Directions:
A) List every comorbidity that the COVID-19 study excerpt reports for children during the third wave.
B) According to the COVID-19 study excerpt, how many admissions with critical COVID-19 illness occurred during the third wave?
C) Quote the stretch of the COVID-19 study excerpt from "Sixty-two children presented" through "during the third wave.".

=== Page extract ===

Statistical Analysis: Descriptive statistics have been applied. Continuous variables are shown as median and Categorical variables are presented as a percentage.

Results

We describe the profile of critical COVID-19 children in two categories: 1) Acute COVID-19 infection and 2) MISC (either post-COVID or associated with acute COVID-19 infection) (Table 1).

Table 1: Demographic profile of critical acute COVID-19 illness in children.

Demographic profile

During the study period, there was a total of 76 admissions with critical COVID-19 illness. During the second wave, there were 29 admissions, of which 20 had acute COVID-19 infection, 9 had MISC (6 - post-COVID MISC and 3 with acute COVID-19 infection). During the third wave, there were a total of 47 admissions, of which 42 had acute COVID-19 infection, and 5 had MISC (2 with post-COVID MISC and 3 with acute COVID-19 infection). The male-to-female ratio was 2.3:1 and 1.4:1, the median age group was 10.5 years and 1.6 years, among acute COVID-19 infection, whereas the male-to-female ratio was 1.2:1 and 4:1 and the median age group was 7 years and 6 years among MISC group during the second wave and third wave respectively.

Acute COVID-19 infection

Sixty-two children presented with acute COVID-19 illness, of which 20 were in the second wave and 42 were in the third wave.

Clinical Profile

Fever was the presenting complaint among all the children (100%). Respiratory symptoms (85%) were predominant followed by Gastrointestinal (GI) (60%) and neurological (20%) during the second wave versus predominant neurological symptoms (35%), respiratory (30%), and GI (14%) symptoms during the third wave.

Of these, 5/62 (8%) children developed acute respiratory distress syndrome - ARDS (requiring invasive ventilation) with Multi Organ Dysfunction Syndrome (MODS), and 2/62 (3%) children developed acute kidney injury - AKI (requiring continuous renal replacement therapy - CRRT), during the second and third waves together. Atypical presentations included 2 children with acute pancreatitis, 1 child with new onset Diabetic Keto-Acidosis (DKA), and 3 children with GI bleeding.  About 50 % of the children during the second wave had comorbidities (developmental delay-3, SMA-1, Neurodegenerative disorder-1, cyanotic congenital heart disease (CCHD)-1, Acute Lymphoblastic Leukemia (ALL)-1, Thalassemia major-1, obesity-2) compared to 33% of the children during the third wave (Duchenne’s muscular dystrophy-1, seizure disorder/developmental delay-3, Spinal Muscular Atrophy (SMA)-1, asthma-2, Acute lymphoblastic leukemia- 1, Prader-Willi Syndrome-1, obesity-1). Co-infections were found in 8 % of children in both waves (nosocomial- 3, 1 child with associated E. Coli urinary tract infection, 1 child with Candida tropicalis Ventilator-associated Pneumonia).

=== Data extracts ===

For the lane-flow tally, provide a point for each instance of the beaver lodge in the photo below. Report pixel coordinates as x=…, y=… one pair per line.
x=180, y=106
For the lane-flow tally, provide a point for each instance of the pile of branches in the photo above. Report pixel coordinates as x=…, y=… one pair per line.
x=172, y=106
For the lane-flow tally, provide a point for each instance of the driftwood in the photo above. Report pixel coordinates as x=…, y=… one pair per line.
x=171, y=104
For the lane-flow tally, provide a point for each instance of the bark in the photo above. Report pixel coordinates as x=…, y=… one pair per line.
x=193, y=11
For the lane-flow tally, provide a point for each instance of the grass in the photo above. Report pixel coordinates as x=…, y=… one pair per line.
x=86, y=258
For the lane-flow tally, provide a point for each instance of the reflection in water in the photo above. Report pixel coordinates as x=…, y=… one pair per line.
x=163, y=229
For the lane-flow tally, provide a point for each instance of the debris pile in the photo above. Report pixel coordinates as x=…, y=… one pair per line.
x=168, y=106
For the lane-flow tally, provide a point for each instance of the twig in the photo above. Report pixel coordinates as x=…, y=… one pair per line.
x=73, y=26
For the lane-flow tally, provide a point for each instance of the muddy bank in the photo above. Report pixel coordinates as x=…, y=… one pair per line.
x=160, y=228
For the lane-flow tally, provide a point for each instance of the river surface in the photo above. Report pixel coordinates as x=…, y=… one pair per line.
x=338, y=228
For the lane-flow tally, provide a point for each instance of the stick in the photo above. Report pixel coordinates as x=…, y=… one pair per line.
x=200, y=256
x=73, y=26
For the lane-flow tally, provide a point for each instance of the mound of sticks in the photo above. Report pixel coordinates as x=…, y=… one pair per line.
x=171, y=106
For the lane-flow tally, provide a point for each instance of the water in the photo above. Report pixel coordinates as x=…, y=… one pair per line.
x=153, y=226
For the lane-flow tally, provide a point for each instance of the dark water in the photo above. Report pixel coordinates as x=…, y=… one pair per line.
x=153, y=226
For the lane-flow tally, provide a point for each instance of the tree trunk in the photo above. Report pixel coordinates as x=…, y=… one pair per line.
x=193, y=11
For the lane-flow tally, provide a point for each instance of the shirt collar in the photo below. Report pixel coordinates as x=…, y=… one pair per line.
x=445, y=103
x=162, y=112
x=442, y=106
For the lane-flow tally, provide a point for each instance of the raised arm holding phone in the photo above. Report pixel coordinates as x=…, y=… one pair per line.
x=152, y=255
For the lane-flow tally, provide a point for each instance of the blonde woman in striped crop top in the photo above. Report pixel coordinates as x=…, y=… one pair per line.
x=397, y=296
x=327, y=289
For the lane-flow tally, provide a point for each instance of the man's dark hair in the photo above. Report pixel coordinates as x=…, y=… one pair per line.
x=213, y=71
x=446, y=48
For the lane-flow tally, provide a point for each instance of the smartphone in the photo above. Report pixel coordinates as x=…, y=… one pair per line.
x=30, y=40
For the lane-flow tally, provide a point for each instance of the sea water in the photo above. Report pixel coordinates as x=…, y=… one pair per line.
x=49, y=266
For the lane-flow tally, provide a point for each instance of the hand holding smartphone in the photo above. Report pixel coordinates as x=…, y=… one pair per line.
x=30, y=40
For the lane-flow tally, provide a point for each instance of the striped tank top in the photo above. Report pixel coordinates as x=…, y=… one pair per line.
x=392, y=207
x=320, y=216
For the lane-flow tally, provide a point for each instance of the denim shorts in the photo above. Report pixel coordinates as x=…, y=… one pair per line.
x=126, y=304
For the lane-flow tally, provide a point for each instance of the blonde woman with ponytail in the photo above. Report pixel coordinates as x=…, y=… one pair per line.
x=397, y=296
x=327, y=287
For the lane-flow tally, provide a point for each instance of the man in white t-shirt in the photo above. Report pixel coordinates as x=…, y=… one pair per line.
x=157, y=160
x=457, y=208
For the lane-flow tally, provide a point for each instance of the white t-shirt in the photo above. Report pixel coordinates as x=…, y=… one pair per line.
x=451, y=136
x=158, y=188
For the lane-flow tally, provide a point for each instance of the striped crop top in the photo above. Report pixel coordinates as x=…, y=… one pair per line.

===

Answers to the tasks:
A) Duchenne's muscular dystrophy, seizure disorder/developmental delay, Spinal Muscular Atrophy (SMA), asthma, acute lymphoblastic leukemia, Prader-Willi Syndrome, obesity

B) 47 admissions.

C)
Sixty-two children presented with acute COVID-19 illness, of which 20 were in the second wave and 42 were in the third wave.

Clinical Profile

Fever was the presenting complaint among all the children (100%). Respiratory symptoms (85%) were predominant followed by Gastrointestinal (GI) (60%) and neurological (20%) during the second wave versus predominant neurological symptoms (35%), respiratory (30%), and GI (14%) symptoms during the third wave.